- **Data**:
⁂
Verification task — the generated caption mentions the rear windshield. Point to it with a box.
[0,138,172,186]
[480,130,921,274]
⁂
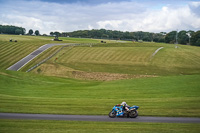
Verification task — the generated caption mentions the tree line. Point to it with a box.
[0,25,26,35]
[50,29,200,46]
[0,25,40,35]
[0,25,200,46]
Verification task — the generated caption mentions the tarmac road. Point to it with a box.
⁂
- **Work to complete**:
Rescale the lines starting at the one containing "Verification task — the generated caption mentions the rear" and ending at the one containing "[480,130,921,274]". Write them all out again, requests included, with every box coordinate in the answers multiplied by 2.05 and rounded to a whole number (halves round up), and give only those lines.

- **Output of the exercise**:
Verification task — the generated caption mentions the rear windshield. Point to it with a box.
[0,283,353,381]
[984,267,1888,562]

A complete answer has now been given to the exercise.